DIRECTION:
In the listing below, rename "service" to "tool" throughout the part that opens with the line containing "the jacket collar." and closes with the line containing "x=402, y=271". Return only those lines, with nothing else altered.

STORED DATA:
•••
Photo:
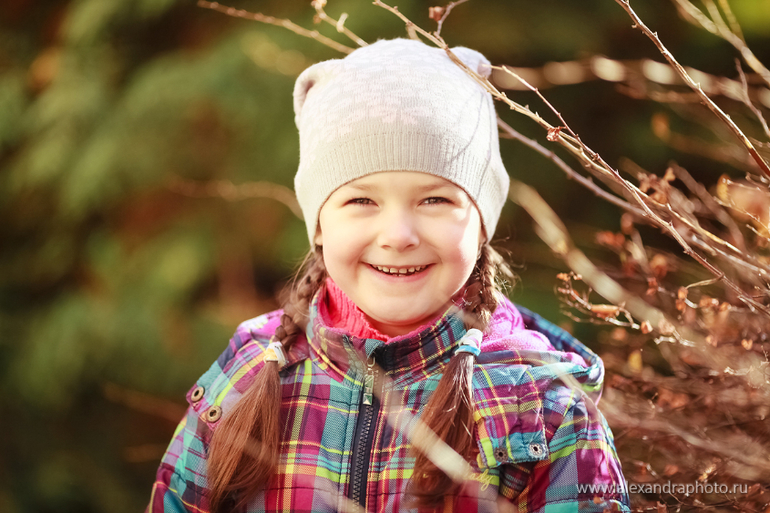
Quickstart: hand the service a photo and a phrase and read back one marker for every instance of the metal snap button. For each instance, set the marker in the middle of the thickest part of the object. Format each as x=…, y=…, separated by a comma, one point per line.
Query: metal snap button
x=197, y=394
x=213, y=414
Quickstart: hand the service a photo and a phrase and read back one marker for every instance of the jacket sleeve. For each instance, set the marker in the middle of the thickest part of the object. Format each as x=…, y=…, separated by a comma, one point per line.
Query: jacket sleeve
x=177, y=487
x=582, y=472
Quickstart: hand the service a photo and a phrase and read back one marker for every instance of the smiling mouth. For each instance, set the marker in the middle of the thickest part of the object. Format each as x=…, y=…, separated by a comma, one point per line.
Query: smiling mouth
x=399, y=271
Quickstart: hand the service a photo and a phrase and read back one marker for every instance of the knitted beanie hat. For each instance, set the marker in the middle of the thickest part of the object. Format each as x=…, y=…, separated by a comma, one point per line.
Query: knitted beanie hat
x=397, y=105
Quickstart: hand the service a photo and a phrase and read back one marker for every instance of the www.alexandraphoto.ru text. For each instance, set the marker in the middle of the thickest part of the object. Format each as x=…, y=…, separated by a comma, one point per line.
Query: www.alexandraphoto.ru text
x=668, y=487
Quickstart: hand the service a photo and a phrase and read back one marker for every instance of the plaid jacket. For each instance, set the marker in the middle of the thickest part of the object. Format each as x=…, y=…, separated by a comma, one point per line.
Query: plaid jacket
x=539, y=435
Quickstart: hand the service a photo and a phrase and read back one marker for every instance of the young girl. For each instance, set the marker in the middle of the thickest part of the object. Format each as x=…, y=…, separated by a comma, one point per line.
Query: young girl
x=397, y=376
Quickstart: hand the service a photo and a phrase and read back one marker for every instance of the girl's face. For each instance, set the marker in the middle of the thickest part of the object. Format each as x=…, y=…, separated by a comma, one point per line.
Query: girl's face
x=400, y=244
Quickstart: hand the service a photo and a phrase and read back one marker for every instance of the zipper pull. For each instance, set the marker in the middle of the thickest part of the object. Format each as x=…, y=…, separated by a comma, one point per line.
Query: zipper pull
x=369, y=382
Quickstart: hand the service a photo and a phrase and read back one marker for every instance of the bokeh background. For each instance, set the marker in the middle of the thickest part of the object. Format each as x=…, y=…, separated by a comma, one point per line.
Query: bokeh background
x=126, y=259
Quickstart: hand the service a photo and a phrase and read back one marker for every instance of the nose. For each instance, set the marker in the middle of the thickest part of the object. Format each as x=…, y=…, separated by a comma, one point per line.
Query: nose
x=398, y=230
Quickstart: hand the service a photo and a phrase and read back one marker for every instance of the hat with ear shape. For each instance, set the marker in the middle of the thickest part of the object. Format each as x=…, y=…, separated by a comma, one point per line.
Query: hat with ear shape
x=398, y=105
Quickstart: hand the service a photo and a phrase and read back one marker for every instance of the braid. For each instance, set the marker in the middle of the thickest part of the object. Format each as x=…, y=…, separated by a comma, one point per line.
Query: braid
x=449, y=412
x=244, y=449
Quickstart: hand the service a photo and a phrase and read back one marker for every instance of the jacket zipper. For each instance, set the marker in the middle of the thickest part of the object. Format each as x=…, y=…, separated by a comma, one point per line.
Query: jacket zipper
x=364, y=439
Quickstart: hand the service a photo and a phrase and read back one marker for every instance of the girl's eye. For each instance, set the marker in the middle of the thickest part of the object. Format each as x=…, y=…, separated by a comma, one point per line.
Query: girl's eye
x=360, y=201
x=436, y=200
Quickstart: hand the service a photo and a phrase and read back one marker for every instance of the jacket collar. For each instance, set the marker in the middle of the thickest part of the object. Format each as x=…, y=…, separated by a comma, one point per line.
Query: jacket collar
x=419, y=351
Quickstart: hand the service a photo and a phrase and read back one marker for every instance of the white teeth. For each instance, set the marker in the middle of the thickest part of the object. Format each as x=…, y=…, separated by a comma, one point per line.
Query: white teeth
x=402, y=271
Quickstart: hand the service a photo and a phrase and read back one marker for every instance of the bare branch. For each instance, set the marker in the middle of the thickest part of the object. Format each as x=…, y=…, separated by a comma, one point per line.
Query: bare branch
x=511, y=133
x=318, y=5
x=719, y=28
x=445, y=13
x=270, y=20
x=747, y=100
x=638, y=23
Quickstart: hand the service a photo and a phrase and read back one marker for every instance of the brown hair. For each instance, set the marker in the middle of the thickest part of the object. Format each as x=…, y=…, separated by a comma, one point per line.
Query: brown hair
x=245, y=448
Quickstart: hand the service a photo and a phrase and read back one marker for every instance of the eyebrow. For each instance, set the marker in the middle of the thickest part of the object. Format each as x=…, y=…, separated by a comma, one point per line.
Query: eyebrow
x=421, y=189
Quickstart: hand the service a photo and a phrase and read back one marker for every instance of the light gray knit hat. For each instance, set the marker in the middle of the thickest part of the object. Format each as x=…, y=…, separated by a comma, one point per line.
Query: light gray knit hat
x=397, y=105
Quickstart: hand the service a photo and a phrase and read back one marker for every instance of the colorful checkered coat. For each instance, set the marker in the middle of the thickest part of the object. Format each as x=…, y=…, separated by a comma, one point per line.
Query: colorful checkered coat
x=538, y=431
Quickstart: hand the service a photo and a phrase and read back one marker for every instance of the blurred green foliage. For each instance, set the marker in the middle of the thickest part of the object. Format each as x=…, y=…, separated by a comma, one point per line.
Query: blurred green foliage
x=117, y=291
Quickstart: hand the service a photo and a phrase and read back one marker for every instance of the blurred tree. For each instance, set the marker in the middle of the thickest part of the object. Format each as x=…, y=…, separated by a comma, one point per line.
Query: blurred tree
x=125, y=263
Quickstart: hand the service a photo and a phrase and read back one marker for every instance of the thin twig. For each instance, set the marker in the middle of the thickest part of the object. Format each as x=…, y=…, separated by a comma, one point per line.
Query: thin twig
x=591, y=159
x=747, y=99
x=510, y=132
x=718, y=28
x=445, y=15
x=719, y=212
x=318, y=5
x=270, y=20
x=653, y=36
•••
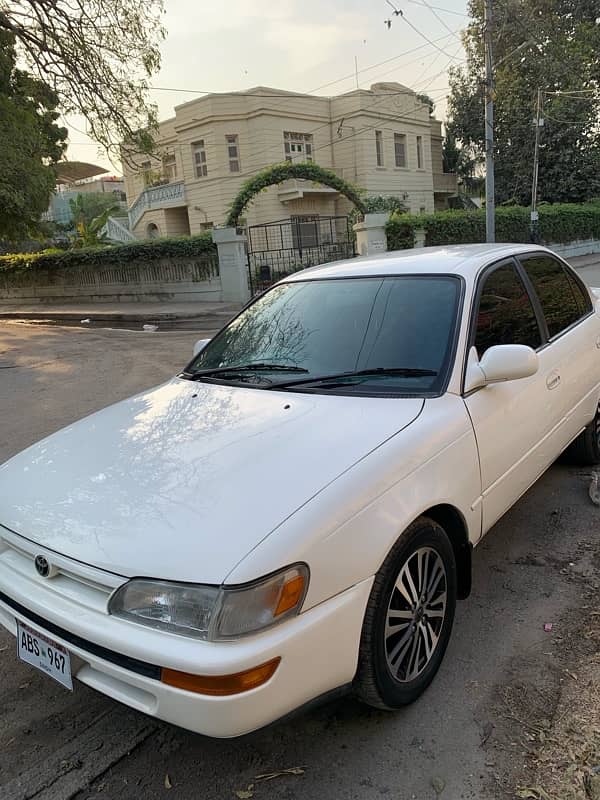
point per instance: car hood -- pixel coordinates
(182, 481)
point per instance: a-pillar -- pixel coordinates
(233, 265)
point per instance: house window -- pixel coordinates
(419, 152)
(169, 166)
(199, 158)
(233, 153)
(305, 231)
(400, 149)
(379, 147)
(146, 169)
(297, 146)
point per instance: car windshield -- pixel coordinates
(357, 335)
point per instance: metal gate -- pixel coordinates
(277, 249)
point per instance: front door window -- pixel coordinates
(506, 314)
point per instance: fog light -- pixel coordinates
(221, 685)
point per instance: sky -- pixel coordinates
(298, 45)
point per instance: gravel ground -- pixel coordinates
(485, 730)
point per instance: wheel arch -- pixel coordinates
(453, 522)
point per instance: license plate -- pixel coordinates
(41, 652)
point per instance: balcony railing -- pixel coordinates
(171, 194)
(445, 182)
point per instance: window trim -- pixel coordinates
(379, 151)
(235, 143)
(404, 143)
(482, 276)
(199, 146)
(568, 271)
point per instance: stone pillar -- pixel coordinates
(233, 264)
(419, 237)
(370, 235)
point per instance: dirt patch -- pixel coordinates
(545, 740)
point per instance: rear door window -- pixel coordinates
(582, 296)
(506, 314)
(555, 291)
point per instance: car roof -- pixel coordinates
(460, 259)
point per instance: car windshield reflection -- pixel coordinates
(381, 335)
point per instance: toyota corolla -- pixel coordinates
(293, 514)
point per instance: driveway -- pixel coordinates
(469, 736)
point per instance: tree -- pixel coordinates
•••
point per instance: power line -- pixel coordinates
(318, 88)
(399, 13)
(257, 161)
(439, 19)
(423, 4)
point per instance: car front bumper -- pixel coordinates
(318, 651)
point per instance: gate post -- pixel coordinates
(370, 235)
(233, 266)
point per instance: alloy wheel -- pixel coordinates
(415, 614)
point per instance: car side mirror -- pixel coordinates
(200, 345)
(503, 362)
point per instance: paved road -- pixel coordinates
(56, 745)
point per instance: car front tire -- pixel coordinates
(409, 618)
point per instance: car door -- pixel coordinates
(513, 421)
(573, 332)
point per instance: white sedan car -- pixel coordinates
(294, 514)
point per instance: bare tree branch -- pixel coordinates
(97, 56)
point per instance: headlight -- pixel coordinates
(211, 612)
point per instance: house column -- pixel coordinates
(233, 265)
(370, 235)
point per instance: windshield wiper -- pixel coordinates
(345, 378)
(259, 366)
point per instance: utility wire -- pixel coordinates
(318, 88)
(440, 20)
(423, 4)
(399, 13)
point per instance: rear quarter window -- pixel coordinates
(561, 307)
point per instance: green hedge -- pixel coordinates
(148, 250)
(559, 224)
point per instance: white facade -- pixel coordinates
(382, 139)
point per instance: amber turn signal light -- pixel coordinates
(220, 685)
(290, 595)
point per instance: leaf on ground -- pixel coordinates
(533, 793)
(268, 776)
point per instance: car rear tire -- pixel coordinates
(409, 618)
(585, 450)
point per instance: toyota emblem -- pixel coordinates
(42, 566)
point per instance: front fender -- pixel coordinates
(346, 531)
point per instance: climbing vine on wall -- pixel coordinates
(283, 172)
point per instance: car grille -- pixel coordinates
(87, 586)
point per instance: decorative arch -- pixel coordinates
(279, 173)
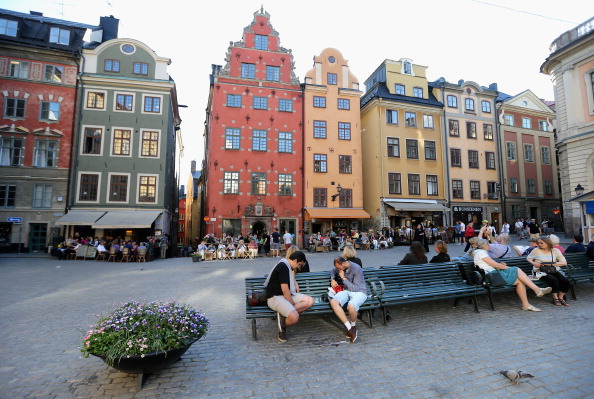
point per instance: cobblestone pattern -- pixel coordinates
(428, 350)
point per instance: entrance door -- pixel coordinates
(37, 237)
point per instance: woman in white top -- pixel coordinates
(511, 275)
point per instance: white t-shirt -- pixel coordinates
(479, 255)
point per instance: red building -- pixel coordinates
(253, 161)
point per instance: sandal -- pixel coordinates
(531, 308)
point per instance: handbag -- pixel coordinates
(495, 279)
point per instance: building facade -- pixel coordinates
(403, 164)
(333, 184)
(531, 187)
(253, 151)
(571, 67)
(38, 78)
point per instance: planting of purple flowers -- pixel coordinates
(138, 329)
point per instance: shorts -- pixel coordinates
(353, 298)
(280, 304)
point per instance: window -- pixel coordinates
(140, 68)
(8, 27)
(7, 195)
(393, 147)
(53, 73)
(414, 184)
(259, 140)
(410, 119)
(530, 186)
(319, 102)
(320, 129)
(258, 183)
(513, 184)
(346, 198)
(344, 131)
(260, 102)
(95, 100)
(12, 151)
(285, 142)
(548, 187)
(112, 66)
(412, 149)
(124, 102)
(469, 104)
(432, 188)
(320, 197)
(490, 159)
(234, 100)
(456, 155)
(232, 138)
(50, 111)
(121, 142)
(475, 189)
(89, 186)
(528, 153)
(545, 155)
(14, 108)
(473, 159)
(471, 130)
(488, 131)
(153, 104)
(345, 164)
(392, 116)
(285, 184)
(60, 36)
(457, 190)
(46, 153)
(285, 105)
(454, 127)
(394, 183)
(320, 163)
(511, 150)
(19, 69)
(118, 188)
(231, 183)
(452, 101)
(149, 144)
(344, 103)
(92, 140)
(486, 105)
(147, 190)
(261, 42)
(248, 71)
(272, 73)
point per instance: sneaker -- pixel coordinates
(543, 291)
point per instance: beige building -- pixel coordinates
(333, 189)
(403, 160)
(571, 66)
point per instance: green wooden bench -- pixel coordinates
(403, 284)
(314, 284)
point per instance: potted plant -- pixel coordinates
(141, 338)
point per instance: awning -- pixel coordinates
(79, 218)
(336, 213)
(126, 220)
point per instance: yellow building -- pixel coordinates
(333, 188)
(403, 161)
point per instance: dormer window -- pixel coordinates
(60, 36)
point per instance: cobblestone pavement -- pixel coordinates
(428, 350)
•••
RESULT OF THE TASK:
Quickstart: hand the tool a photo and a phrase and read back one marker for every instance of the jacket collar. For each instance, set the marker in the middle of the thickest part of the object. Format each as x=…, y=…, separated by a comma, one point per line.
Query: jacket collar
x=419, y=351
Quickstart: hand the tool a photo and a phrase and read back one marker for every instance of the white teeth. For each instance, set the marker in the middle of the thickest part of the object. Format each as x=…, y=…, separated by a comma, one point per line.
Query: white teeth
x=402, y=271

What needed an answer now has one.